» **Prompt A**:
In the FDA article, what is the standard for full, national Medicare coverage?
» **Prompt B**:
Condense the paragraph of the FDA article that begins "As such studies produce more data" into one shorter sentence that keeps its main facts.

» **Source passage**:
::::::::

Article reprinted from "The Gray Sheet" - July 5, 2010
FDA is considering some "out-of-the-box" ways to get needed device technologies in doctors' hands faster while still ensuring patient safety.
Article reprinted from "The Gray Sheet" - July 5, 2010
FDA is considering some "out-of-the-box" ways to get needed device technologies in doctors' hands faster while still ensuring patient safety.
For example, the agency could tap into CMS's coverage-with-evidence-development pathway, which allows Medicare reimbursement for promising technologies while they undergo further clinical study, CDRH Director Jeffrey Shuren said at a June 24 meeting in Gaithersburg, Md.
As such studies produce more data for CMS to determine whether the device is reasonable and necessary (the standard for full, national Medicare coverage), they might also produce data for FDA to determine whether the device is safe and effective (the standard for FDA pre-market approval), Shuren suggested.

::::::::

Entries taken from a collection
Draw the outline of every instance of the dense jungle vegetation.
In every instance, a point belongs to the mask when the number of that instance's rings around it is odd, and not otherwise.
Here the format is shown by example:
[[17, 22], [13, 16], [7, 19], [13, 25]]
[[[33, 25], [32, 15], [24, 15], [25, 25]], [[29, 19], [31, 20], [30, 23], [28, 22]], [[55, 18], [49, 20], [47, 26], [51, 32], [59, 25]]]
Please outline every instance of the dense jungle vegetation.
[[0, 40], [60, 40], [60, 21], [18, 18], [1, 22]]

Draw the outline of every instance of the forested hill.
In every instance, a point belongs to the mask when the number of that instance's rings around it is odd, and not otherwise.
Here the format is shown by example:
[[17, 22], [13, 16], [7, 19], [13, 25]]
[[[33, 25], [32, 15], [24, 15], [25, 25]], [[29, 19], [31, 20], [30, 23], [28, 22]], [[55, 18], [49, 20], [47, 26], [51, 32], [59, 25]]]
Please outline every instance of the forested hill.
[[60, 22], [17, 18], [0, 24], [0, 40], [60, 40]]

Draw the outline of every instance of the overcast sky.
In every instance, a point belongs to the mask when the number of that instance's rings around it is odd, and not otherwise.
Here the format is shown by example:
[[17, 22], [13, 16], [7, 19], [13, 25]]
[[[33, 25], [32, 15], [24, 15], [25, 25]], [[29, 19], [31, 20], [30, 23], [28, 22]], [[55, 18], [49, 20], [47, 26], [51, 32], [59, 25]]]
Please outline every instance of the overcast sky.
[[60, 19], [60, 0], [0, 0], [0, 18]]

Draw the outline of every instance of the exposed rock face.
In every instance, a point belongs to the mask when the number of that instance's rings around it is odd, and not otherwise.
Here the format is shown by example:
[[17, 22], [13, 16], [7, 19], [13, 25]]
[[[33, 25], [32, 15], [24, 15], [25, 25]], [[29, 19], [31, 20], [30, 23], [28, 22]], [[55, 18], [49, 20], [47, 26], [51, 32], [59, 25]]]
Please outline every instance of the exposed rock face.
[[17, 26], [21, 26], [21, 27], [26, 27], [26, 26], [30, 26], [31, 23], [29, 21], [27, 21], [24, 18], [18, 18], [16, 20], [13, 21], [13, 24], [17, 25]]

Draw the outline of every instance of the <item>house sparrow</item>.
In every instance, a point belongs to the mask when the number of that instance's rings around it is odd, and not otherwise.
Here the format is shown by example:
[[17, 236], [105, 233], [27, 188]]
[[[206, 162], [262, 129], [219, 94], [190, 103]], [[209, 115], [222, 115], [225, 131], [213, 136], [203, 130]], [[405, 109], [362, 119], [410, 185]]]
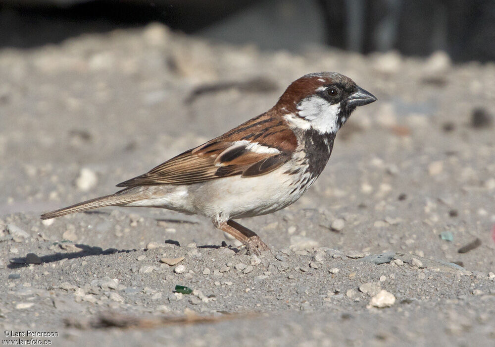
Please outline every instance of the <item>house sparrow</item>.
[[323, 171], [337, 131], [376, 98], [336, 72], [310, 73], [268, 111], [117, 185], [115, 194], [42, 215], [49, 219], [108, 206], [161, 207], [202, 215], [259, 254], [268, 247], [233, 219], [293, 203]]

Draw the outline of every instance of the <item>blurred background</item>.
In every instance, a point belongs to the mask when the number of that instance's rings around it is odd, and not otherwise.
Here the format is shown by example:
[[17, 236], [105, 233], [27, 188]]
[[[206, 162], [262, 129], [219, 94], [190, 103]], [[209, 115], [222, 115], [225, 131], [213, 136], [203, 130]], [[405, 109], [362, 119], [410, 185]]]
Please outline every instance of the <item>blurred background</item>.
[[495, 58], [493, 0], [4, 0], [0, 46], [30, 48], [158, 21], [262, 49], [328, 45], [454, 61]]

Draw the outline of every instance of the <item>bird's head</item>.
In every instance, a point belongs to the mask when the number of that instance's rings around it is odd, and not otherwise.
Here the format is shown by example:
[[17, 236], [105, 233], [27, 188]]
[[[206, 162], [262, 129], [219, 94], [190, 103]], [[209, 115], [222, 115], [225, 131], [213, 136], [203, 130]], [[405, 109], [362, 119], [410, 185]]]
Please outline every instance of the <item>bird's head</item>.
[[356, 107], [376, 101], [374, 96], [344, 75], [319, 72], [292, 82], [275, 108], [292, 127], [335, 134]]

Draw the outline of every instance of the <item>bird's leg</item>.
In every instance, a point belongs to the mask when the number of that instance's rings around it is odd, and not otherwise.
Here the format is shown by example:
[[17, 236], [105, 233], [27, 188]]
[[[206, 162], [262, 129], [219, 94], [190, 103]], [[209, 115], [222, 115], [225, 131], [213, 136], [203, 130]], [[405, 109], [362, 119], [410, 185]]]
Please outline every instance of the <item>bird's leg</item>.
[[254, 231], [229, 219], [226, 222], [215, 223], [220, 230], [228, 232], [242, 242], [248, 253], [259, 255], [261, 251], [268, 250], [268, 246], [261, 241]]

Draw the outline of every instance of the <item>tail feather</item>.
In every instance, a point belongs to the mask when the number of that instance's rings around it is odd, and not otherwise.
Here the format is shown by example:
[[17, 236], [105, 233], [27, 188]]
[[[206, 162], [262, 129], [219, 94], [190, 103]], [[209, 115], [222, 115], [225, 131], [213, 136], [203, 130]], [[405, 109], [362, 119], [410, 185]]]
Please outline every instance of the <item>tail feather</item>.
[[50, 212], [44, 213], [41, 216], [41, 217], [42, 219], [50, 219], [68, 215], [70, 213], [81, 212], [83, 211], [97, 208], [98, 207], [120, 205], [127, 202], [131, 202], [135, 200], [135, 199], [133, 199], [132, 196], [130, 196], [128, 194], [119, 195], [118, 193], [117, 194], [112, 194], [109, 195], [100, 196], [99, 198], [91, 199], [91, 200], [83, 201], [82, 202], [80, 202], [67, 207], [52, 211]]

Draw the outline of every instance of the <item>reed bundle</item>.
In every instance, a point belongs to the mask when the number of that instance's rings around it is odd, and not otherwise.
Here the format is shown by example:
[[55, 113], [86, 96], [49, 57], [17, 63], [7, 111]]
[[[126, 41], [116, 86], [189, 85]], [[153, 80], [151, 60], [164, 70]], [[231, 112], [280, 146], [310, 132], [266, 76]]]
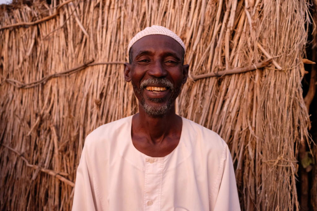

::::::::

» **Exercise output A**:
Whether the device is reasonable and necessary.

» **Exercise output B**:
Shuren suggested that studies producing data for CMS to judge whether a device is reasonable and necessary might also give FDA data to judge whether it is safe and effective.